Activity:
Write each line word for word, from the line that contains "Reviewer check: make sure each instance of the dark wooden" through the last line of the material below.
========
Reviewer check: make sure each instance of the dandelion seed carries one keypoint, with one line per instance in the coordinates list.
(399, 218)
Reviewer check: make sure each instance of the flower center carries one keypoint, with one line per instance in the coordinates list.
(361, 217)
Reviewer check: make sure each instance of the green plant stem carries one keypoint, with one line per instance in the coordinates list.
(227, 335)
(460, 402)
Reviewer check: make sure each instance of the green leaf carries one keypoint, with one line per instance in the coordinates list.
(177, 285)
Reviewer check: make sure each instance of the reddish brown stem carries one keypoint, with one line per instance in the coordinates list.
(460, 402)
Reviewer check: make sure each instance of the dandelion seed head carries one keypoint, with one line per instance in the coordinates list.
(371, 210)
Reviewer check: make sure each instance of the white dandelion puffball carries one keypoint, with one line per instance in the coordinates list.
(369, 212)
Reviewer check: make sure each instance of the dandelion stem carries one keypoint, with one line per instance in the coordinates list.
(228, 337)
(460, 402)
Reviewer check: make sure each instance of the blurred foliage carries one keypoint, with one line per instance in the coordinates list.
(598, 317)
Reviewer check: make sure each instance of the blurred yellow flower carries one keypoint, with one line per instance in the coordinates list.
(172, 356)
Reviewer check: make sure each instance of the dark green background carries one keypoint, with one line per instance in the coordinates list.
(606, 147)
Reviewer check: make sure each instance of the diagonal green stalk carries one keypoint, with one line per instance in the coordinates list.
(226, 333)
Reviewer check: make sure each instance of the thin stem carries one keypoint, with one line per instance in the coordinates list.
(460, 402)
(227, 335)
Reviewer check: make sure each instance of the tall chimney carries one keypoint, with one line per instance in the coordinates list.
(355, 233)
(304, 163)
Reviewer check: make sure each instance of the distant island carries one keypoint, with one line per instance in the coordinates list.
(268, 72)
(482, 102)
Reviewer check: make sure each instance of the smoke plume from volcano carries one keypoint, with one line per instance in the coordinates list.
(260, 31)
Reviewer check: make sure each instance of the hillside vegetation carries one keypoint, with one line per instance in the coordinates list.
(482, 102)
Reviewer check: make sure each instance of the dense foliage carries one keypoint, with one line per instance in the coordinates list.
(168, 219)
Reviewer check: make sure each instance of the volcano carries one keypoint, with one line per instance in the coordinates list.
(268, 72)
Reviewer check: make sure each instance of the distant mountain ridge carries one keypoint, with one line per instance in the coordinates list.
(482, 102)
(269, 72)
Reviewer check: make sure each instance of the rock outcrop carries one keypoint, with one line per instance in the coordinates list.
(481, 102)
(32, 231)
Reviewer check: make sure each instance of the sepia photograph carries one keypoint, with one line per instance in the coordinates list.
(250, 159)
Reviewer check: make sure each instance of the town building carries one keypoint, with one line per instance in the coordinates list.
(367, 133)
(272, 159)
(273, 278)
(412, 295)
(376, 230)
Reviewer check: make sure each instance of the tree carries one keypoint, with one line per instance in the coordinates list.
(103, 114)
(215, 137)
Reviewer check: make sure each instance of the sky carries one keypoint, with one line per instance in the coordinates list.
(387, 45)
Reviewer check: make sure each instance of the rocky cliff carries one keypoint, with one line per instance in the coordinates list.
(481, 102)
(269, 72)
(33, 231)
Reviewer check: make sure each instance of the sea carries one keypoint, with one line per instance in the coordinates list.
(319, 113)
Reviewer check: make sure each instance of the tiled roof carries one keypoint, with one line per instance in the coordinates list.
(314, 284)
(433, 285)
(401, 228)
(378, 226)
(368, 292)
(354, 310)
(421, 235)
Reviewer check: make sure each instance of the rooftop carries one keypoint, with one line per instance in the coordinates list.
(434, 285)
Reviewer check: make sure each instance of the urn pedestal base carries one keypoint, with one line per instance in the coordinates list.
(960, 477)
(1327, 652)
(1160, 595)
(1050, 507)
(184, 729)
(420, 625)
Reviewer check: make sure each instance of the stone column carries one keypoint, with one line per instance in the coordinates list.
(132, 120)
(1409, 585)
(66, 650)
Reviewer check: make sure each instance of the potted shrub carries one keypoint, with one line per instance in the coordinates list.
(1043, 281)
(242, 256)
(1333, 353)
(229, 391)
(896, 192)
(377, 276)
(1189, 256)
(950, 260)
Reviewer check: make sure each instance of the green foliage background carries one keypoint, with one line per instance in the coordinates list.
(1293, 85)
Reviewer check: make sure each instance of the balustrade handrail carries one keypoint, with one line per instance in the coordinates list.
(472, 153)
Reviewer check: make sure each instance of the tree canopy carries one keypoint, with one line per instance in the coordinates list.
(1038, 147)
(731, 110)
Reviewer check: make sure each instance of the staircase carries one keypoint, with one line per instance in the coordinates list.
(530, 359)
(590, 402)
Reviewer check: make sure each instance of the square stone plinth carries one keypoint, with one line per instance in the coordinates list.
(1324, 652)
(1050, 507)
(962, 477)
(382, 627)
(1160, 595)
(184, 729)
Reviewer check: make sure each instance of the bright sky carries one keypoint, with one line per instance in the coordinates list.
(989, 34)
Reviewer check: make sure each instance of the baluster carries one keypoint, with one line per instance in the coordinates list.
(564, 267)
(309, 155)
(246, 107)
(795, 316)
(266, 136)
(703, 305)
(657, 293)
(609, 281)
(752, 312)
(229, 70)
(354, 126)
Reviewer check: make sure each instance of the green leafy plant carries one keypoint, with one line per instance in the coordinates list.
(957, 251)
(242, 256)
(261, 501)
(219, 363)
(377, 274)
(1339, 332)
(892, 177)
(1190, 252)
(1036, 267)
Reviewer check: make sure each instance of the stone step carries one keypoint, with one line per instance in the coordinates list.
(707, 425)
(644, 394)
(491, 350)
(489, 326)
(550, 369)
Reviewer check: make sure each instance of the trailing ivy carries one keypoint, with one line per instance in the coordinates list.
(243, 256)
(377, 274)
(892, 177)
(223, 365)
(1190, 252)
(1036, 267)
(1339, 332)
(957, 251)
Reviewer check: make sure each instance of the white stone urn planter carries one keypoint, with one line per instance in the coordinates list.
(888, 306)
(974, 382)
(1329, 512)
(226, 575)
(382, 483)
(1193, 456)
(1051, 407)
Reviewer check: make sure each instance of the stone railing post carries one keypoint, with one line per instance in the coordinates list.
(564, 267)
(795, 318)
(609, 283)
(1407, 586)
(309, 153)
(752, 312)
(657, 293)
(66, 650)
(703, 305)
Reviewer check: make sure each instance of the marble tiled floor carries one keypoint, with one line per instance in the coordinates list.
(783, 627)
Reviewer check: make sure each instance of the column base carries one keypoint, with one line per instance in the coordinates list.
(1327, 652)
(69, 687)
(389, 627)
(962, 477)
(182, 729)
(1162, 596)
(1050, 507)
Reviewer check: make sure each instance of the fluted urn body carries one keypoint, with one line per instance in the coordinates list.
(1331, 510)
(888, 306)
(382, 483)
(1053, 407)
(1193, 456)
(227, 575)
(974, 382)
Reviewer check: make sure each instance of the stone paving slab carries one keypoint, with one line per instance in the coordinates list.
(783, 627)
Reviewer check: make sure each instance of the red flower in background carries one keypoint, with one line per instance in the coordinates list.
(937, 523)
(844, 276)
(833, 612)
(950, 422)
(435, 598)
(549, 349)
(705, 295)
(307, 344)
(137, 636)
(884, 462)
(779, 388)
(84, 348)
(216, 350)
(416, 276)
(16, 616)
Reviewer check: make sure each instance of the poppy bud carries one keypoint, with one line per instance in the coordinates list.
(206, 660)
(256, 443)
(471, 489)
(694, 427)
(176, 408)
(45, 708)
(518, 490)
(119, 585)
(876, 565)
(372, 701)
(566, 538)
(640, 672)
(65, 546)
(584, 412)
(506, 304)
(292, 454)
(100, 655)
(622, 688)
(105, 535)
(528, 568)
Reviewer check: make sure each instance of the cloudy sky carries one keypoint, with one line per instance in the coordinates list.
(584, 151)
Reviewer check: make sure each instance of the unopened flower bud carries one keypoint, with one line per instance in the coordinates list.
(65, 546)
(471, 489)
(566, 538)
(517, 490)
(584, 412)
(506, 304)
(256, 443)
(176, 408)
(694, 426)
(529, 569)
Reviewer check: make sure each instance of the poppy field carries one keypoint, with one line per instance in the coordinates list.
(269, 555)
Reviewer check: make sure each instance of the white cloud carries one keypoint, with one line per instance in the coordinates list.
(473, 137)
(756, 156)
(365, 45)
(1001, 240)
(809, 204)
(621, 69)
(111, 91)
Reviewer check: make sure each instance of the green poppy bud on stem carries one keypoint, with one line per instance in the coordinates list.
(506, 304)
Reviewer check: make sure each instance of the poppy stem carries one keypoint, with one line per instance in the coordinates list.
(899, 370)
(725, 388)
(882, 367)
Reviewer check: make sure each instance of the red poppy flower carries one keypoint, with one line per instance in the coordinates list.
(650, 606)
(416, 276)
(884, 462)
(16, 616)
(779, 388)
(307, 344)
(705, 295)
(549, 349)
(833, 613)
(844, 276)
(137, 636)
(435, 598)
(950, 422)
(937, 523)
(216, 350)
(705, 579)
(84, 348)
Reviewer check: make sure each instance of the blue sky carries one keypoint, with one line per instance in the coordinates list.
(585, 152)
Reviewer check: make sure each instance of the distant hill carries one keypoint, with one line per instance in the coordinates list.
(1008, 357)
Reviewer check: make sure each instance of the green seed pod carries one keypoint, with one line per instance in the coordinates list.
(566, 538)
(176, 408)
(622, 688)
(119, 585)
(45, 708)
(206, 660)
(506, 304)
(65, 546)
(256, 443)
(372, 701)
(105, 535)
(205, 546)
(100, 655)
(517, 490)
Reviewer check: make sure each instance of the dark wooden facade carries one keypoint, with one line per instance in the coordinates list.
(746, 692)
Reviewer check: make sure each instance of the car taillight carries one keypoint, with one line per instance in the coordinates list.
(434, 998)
========
Written response:
Reviewer check: make sure each instance of the dark wooden facade carries one keypoint, with one line per instance in the coordinates list.
(746, 692)
Reviewer check: make sure each instance of the car taillight carries one keypoint, with one line per instance in the coordinates list.
(434, 998)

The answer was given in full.